▸ Work task
Starting with the line that contains "Target: white curtain on porch", copy every remaining line of the data below exactly, the last one included.
-- Records provided follows --
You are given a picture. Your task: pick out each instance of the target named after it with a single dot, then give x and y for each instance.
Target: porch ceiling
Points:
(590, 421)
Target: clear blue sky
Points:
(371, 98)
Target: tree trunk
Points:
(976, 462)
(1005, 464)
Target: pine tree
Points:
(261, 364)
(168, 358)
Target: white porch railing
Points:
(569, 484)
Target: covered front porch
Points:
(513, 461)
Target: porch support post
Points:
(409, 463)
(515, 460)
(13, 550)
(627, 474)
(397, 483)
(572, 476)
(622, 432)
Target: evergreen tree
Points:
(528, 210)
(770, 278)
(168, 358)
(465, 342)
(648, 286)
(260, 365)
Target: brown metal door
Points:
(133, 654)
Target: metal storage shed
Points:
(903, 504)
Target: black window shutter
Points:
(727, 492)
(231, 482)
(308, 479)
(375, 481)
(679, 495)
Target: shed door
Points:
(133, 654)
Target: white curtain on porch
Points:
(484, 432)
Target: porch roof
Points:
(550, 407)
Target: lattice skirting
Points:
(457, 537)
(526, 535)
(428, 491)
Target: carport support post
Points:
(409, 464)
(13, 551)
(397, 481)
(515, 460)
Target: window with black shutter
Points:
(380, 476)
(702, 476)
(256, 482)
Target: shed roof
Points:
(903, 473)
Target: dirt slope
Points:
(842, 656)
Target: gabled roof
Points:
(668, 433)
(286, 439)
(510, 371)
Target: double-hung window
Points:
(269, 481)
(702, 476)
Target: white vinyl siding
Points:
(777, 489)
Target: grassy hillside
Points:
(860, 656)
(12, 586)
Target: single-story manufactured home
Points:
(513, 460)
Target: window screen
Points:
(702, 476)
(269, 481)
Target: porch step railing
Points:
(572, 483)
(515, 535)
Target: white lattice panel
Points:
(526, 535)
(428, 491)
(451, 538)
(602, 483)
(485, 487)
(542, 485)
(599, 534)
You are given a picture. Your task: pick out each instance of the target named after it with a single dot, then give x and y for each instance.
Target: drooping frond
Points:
-- Records provided concluded --
▸ Problem solution
Target: white curtain on porch
Points:
(484, 432)
Target: porch roof
Points:
(550, 407)
Target: lattice skirting
Points:
(457, 537)
(526, 535)
(428, 491)
Target: carport support post
Points:
(409, 464)
(13, 551)
(397, 481)
(515, 460)
Target: window with black shutter
Points:
(380, 476)
(702, 476)
(256, 482)
Target: shed roof
Points:
(903, 473)
Target: dirt slope
Points:
(842, 656)
Target: gabled roof
Points:
(668, 433)
(286, 439)
(510, 371)
Target: double-hung window
Points:
(269, 481)
(702, 476)
Target: white vinyl siding
Points:
(777, 489)
Target: grassy hillside
Points:
(860, 656)
(12, 586)
Target: single-story manufactured home
Points:
(513, 460)
Target: window screen
Points:
(702, 476)
(269, 481)
Target: porch step railing
Points:
(572, 483)
(515, 535)
Target: white lattice panel
Points:
(526, 535)
(428, 491)
(451, 538)
(602, 483)
(485, 487)
(542, 485)
(599, 534)
You are given a picture. Your task: pick out each instance of the target named after it with a single dot, then give x and y for each instance.
Target: drooping frond
Points:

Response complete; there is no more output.